Литмир - Электронная Библиотека
Содержание  
A
A

В. И. Ленин не ограничился результатами, достигнутыми в подкомиссии. Когда проект резолюции был внесен в комиссию, он вновь с необыкновенной энергией стал атаковать позиции оппортунистов. Делал он это весьма искусно, не от имени одной лишь русской социал-демократии, а все время стараясь сплотить вокруг своих требований возможно больше сторонников из других наций. Вместе с Гедом он внес две поправки: по вопросу о «социализации» и по вопросу об отношениях между партией и кооперативами. Эти поправки, как и следовало ожидать, были отвергнуты большинством комиссии. Но Ленин не сложил оружия. Он поговорил с Вурмом, и последний предложил новую формулу, более завуалированно рекомендовавшую тесный контакт между партией и кооперативным движением. Эльм и Жорес категорически выступили против Вурма. Вурм смешался и снял свое предложение. Тогда Ленин перекинулся несколькими словами с Вибо. Голландец немедленно подхватил поправку Вурма и внес ее уже от своего имени. Большинство комиссии отвергло и эту поправку. Формулы о «социализации» и о связи между партией и кооперативами остались в том виде, как это было предложено оппортунистами. Тем не менее огромное политическое значение борьбы, проведенной Лениным, было совершенно ясно.

Записи набора данных
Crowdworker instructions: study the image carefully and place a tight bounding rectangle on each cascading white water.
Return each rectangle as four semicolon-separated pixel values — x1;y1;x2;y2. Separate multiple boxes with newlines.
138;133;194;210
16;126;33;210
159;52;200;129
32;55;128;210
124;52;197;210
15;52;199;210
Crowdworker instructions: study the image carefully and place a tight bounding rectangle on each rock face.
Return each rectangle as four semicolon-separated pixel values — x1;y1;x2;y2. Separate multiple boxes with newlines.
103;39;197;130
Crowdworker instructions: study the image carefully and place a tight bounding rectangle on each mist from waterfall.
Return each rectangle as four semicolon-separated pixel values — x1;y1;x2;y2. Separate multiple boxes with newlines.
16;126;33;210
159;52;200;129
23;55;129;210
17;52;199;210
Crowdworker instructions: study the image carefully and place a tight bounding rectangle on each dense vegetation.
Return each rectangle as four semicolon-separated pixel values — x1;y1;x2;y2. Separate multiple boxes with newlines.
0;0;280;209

* * *

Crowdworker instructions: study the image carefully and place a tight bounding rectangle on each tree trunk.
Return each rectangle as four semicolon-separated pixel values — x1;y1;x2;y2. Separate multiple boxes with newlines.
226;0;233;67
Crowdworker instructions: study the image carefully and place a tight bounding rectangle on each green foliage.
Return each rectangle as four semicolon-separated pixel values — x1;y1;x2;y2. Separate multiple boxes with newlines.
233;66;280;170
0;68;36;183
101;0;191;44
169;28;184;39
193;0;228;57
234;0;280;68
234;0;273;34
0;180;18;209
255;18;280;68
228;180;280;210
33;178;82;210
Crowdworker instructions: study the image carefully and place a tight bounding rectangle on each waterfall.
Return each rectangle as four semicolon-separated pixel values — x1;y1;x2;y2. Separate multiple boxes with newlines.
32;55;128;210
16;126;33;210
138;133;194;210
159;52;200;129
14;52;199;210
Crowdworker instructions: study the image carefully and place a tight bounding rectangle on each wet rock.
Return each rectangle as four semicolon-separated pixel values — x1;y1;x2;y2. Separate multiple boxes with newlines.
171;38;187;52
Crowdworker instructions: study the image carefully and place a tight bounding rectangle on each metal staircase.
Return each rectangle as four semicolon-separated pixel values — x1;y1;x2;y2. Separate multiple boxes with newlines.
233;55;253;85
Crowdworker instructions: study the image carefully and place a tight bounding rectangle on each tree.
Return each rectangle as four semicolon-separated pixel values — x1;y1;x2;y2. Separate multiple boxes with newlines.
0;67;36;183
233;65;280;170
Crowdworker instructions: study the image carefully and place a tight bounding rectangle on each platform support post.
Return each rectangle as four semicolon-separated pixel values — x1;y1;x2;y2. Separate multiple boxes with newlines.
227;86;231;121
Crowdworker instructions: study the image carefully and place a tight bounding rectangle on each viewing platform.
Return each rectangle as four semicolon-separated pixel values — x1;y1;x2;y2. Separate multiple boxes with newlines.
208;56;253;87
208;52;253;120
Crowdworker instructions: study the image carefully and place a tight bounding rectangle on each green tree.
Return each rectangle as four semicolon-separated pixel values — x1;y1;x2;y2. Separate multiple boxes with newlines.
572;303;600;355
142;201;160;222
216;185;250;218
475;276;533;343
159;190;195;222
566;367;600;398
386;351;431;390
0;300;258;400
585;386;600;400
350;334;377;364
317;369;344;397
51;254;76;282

Задания ▸
1. Назовите всех людей, упомянутых в отрывке о Ленине в комиссии.
2. Кто в отрывке о Ленине в комиссии категорически выступил против формулы Вурма?
3. Напишите продолжение отрывка о Ленине в комиссии, начиная сразу после его последнего предложения.

Ответы по заданиям ▸
1. Ленин, Гед, Вурм, Эльм, Жорес, Вибо.

2. Эльм и Жорес.

3.
Далее встал вопрос о том, как держаться на пленуме конгресса. В. И. Ленин имел по этому поводу совещание с Гедом, и оба пришли в выводу, что хотя резолюция имеет известные недостатки, но в общем и целом она дает пролетариату правильную линию и вопросе о кооперации. Поэтому нет смысла на пленуме развязывать большой бой по частным вопросам. В результате как большевики, так и гедисты голосовали за резолюцию, и все решение о кооперативном движении было принято конгрессом единогласно.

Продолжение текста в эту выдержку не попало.